[Dataset records]
------------------------------------------------
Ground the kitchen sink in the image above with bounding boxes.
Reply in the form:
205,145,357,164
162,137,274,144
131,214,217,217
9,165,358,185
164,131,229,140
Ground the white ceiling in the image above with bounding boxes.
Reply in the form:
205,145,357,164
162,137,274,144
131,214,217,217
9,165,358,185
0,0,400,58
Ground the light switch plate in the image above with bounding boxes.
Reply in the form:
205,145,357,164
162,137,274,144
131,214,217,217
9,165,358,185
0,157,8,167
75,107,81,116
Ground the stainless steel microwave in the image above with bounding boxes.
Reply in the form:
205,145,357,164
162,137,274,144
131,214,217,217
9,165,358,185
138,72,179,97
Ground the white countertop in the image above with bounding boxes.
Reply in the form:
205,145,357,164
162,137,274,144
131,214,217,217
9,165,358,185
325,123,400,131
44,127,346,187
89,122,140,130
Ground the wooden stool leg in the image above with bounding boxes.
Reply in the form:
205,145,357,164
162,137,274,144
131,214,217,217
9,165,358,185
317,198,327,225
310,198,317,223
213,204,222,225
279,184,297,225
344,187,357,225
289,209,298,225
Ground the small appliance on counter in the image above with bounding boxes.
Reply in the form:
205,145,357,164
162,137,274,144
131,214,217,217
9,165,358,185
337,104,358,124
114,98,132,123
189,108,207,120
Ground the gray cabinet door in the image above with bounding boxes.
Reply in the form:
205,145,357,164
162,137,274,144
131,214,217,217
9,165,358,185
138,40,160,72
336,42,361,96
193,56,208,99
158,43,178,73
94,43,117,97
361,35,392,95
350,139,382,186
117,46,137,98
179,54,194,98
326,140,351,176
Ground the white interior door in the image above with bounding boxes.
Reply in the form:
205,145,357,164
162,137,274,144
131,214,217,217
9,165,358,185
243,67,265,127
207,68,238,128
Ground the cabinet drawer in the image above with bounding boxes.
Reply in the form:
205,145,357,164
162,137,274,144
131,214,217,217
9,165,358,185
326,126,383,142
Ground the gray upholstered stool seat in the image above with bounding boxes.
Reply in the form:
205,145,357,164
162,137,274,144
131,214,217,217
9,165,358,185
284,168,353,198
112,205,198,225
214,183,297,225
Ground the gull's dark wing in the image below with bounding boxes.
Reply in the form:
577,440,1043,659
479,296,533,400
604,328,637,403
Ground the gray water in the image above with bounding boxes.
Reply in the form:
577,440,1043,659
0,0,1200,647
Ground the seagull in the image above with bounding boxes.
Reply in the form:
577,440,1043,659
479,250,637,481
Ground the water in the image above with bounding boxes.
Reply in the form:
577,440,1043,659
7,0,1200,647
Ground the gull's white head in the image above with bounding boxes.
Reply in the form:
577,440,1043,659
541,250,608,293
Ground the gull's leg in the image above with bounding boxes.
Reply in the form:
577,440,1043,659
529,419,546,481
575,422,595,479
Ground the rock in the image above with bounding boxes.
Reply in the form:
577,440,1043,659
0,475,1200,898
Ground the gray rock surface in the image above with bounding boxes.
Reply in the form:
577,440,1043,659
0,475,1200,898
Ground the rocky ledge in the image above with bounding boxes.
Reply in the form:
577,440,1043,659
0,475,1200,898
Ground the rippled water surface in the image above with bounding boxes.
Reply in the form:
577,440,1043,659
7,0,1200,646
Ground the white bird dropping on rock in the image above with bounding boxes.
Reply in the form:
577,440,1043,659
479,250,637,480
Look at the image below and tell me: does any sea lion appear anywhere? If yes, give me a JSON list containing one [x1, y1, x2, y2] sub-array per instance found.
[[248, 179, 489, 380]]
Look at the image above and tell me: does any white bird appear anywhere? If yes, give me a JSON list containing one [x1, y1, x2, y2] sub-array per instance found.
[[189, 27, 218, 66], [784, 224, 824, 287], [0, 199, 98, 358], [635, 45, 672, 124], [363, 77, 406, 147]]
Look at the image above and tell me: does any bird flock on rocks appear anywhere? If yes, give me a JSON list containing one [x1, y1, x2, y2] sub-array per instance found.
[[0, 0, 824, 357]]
------------------------------------------------
[GOAL]
Copy out the lines verbatim, starting with the line containing "Ground the white bird" and continuing through the line containing "[[248, 179, 489, 380]]".

[ANSWER TO THE TASK]
Ground the white bird dropping on rock in the image above with bounding boxes.
Reply in the form:
577,440,1043,659
479,250,637,480
Look at the image below and tell me: does any sea lion appear anywhere? If yes, give me a JSON list containing one [x1, y1, x2, y2] sub-array per instance found.
[[248, 179, 489, 380]]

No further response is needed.